__Work required__. Filter the records below down to the lines that contain the word "forehead", and copy each of those lines in full.

[begin Data extract]

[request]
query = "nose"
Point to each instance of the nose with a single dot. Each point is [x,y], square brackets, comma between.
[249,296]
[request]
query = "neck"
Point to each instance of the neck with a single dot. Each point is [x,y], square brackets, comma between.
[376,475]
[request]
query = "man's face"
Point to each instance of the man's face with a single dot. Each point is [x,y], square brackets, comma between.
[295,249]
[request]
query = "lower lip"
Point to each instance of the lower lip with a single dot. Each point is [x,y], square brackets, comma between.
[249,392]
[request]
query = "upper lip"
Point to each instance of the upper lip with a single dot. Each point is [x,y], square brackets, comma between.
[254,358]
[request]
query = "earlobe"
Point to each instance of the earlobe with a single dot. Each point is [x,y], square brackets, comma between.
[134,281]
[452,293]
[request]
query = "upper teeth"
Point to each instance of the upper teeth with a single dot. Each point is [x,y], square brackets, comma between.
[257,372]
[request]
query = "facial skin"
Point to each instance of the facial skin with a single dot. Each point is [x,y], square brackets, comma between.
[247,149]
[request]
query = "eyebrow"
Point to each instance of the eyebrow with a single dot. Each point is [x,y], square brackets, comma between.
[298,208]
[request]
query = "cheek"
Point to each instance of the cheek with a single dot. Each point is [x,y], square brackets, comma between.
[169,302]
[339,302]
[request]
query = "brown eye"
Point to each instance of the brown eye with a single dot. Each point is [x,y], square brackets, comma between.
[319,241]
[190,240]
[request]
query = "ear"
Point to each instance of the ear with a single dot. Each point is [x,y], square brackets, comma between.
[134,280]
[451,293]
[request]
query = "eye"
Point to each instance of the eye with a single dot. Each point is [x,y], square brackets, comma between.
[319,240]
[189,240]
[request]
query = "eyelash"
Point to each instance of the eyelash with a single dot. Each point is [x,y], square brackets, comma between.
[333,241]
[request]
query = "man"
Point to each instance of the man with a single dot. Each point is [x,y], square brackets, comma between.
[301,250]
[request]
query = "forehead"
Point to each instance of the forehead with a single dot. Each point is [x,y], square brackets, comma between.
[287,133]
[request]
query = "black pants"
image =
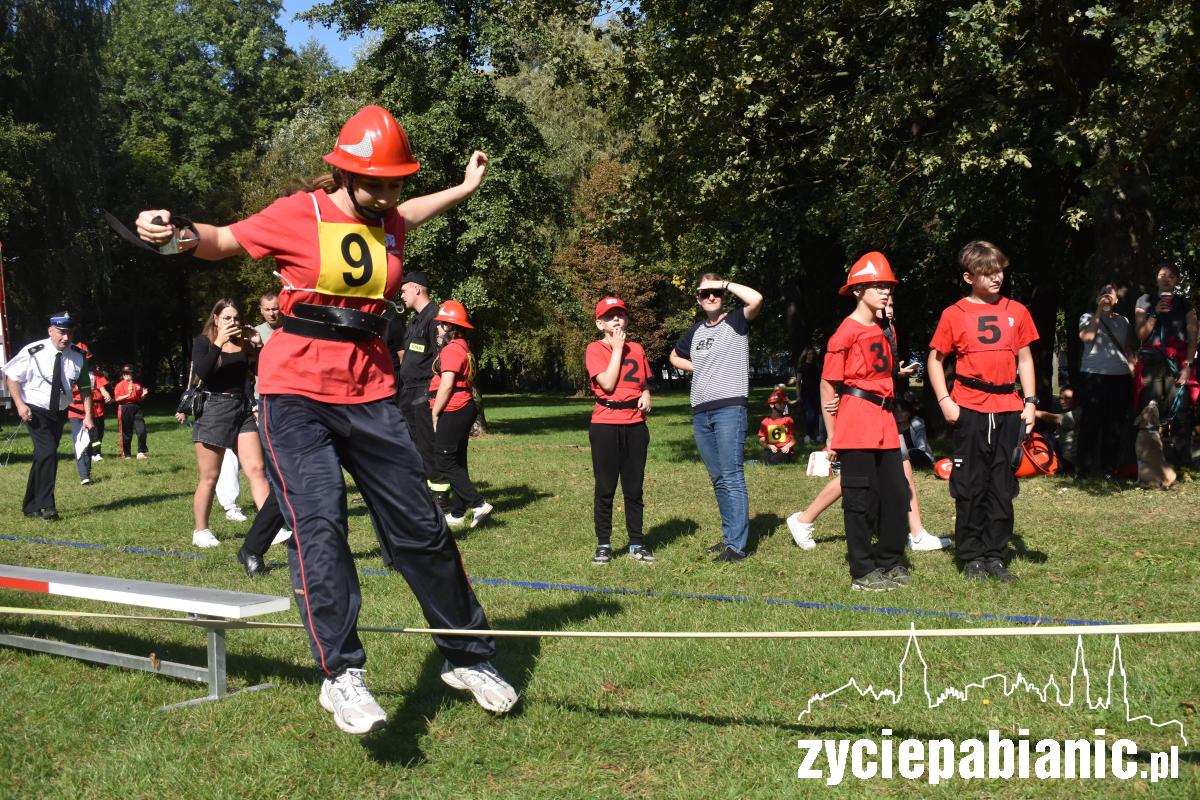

[end Data extract]

__Full solution__.
query = "forehead"
Point to each instance of the forehead with a single dot. Each point is [x,y], square brackets, comma between.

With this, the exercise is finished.